# [BRIEF]
Without including any pictures, reproduce all the lines below word for word.

# [DATASET ENTRIES]
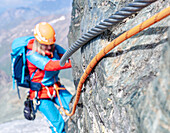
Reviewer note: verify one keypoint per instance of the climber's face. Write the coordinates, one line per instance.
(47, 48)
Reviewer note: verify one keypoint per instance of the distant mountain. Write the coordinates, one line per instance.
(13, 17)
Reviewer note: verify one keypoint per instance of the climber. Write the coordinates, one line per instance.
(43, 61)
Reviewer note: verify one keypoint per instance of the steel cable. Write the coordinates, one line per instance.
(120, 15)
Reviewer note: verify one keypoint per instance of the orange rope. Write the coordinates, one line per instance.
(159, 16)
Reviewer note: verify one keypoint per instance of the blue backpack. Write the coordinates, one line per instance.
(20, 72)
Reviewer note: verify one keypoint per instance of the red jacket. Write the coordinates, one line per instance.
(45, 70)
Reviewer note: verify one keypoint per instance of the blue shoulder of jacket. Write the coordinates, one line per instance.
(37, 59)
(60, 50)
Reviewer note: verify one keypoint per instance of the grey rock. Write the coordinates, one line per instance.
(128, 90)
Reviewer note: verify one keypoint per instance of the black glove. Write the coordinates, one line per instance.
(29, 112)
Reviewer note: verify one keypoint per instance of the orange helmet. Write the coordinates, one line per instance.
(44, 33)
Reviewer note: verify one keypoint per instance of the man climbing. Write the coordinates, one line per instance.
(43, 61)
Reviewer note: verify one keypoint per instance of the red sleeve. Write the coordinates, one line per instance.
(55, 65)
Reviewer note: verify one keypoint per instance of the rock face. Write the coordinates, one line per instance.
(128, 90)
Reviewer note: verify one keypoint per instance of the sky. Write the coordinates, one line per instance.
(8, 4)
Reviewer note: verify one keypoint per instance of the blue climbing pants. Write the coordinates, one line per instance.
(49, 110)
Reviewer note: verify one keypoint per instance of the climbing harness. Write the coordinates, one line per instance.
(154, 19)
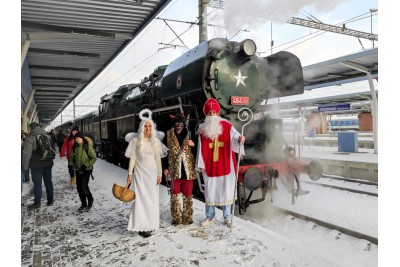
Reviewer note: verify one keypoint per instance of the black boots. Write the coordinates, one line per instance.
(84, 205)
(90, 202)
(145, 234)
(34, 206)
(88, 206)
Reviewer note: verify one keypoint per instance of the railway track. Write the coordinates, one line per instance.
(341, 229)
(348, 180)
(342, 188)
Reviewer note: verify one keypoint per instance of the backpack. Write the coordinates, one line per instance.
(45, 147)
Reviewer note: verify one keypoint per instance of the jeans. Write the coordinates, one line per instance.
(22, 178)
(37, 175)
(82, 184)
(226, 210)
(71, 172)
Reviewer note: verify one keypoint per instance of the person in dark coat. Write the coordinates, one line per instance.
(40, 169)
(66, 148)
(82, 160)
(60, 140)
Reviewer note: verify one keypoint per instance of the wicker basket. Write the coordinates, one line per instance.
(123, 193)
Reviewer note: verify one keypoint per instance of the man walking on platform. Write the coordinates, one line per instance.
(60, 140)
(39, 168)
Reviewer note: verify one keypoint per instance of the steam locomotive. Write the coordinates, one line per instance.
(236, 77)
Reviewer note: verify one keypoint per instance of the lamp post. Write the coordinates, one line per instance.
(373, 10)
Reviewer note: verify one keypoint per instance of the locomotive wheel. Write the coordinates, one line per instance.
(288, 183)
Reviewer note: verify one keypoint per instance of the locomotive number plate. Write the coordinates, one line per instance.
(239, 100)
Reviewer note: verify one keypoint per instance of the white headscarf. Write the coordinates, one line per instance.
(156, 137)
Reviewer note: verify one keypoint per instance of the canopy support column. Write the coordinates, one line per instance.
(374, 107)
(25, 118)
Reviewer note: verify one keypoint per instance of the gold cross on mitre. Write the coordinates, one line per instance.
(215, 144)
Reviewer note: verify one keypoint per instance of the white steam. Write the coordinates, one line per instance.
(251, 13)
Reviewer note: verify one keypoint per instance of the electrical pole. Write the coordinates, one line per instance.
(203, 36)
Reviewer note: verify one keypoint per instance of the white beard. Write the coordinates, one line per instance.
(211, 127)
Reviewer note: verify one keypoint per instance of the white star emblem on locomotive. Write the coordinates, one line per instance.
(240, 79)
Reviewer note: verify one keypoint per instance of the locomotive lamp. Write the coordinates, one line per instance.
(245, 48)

# [RESPONSE TO THIS EXERCISE]
Reviewer note: verify one keypoint per instance of the climber's face. Write the coordinates, one line per instance.
(47, 48)
Reviewer note: verify one keypoint per instance of the distant mountain. Write the coordinates, one line per instance.
(13, 17)
Reviewer note: verify one keypoint per instance of the climber. Write the coordinates, one line per instance.
(43, 61)
Reviewer note: verify one keypoint per instance of the steel cable. Write the coordinates, one line per instance.
(120, 15)
Reviewer note: verify one keypoint per instance of the orange rope. Write the coordinates, one line per instance.
(159, 16)
Reviewer note: verify one keypoint per instance of the blue backpack. Write the coordinates, one line per instance.
(20, 72)
Reviewer note: verify one keypoint per instance of the red jacket. Write the coordinates, one line per instance.
(45, 70)
Reviewer note: verify one keypoint per instance of the blue shoulder of jacket. Write the coordinates, one line per instance.
(37, 59)
(60, 50)
Reviewer note: verify one keypoint per instance of the grey rock. Write the coordinates, one line per instance.
(128, 90)
Reviewer note: verify one keypoint per instance of the black glove. Write the coordinates, one line per instance.
(29, 112)
Reviewer note: verify one keypoint per instance of the orange helmet. Write the coordinates, one line per instance.
(44, 33)
Reviewer note: verify one keypoint per instance of the man climbing. Write the coordinates, one line per instance.
(43, 61)
Reviewer note: verify one keypoint per instance of the red sleeve. Write the coordinates, one line per instance.
(55, 65)
Reviewer note: verify one keypoint per instance of the rock face. Write the coordinates, one line per instance.
(128, 90)
Reviewer note: verify one keypoint per instance of the sky. Write the coordinates, one line per instance.
(8, 4)
Reviewer note: verify one keypoint per instance of the blue climbing pants. Write the coordinates, one line per instance.
(49, 110)
Reviewer note: verify one keypoint per instance of the climbing harness. Write the coordinates, one line per instance.
(154, 19)
Reviewer note: verify one keypoint per instance of the black boots. Write the coordinates, one line per instance.
(84, 205)
(90, 202)
(145, 234)
(34, 206)
(88, 206)
Reviewer note: verify one keypoint per instance of the railway track. Write the coordinates, one line per instance.
(341, 229)
(348, 180)
(342, 188)
Reviewer note: verify one keypoint per instance of the backpack. Write the coordinates, one line per instance.
(45, 147)
Reviewer note: verify one keypoint per instance of the jeans. Write the coordinates, one line per instance.
(22, 178)
(37, 175)
(82, 184)
(226, 210)
(71, 172)
Reviewer note: verify one keypoint per instance of the person in dark coat. Write the coordinates, one line per instance.
(40, 169)
(66, 148)
(82, 160)
(60, 140)
Reviewer note: verify one keypoint per instance of the wicker basket. Write the coordinates, one line per instance.
(123, 193)
Reviewer note: verify one keypoint per instance of the man walking on platform. Write the coordinates, one line per instance.
(60, 140)
(39, 168)
Reviewer note: verify one keypoint per instance of the steam locomotive. Write the coordinates, one line per instance.
(236, 77)
Reviewer note: verify one keypoint per instance of the lamp post. Write the coordinates, one line per instance.
(373, 10)
Reviewer note: verify one keypoint per instance of the locomotive wheel. Write the coordinates, one line per instance.
(288, 183)
Reviewer note: verify one keypoint per instance of the locomotive number plate. Write the coordinates, one line per instance.
(239, 100)
Reviewer note: verify one keypoint per instance of the white headscarf. Write the coordinates, one line per instance.
(156, 137)
Reviewer note: verify one keypoint per instance of the canopy support column. Write the coordinates, one line per instance.
(374, 107)
(25, 118)
Reviewer note: verify one keypoint per instance of the gold cross on mitre. Write the coordinates, one line per instance.
(215, 144)
Reviewer note: verify one keypoint per instance of the white steam. Write the coordinates, one line per instance.
(251, 13)
Reviewer note: verify one keypoint per instance of the electrical pole. Write the coordinates, one line per instance.
(203, 36)
Reviewer note: verify one keypoint per instance of the white beard. Write the coordinates, one line per instance.
(211, 127)
Reviewer note: verify one keypoint per instance of the white star emblem on locomotive. Write the coordinates, one line per instance.
(240, 79)
Reviewer note: verify one keypoint per instance of the locomotive lamp. Write the coordinates, one line per instance.
(245, 48)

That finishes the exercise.